# SELECTED PASSAGE
=======

## 1. Gaussian Mixture Models (GMM)

* **What is GMM?**
  It is a way to group data by assuming that the data comes from several groups (clusters), each shaped like a bell curve (Gaussian/normal distribution).

* **Why use GMM?**
  Unlike K-Means that puts each data point into only one group, GMM says each data point can belong to several groups at the same time, but with different probabilities.

* **How does it work?**
  The data’s overall shape is made by mixing several bell curves. Each curve has its own center (mean), shape (covariance), and weight (how big it is).

---

## 2. Expectation-Maximization (EM) Algorithm

* **What is EM?**
  It’s a step-by-step method to find the best guess for the parameters (centers, shapes, and weights) of those bell curves.

=======

# STORED DATA
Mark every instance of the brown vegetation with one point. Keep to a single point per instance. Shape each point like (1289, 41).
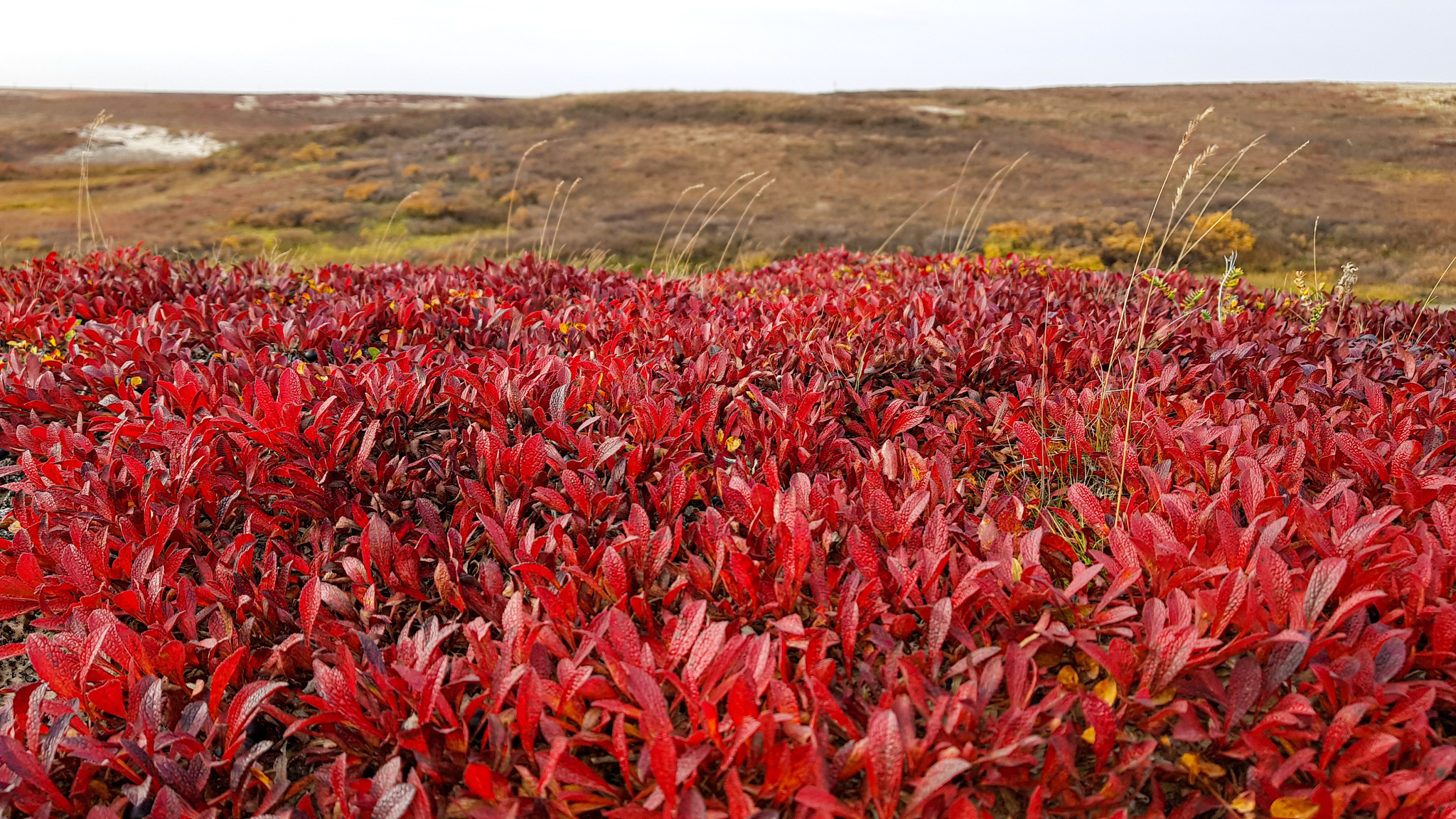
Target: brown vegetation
(850, 168)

=======

# PROBLEM TO SOLVE
Render this sentence from the Gaussian mixture models text in Spanish: "Each curve has its own center (mean), shape (covariance), and weight (how big it is)."

# CORRECT OUTPUT
Cada curva tiene su propio centro (media), forma (covarianza) y peso (qué tan grande es).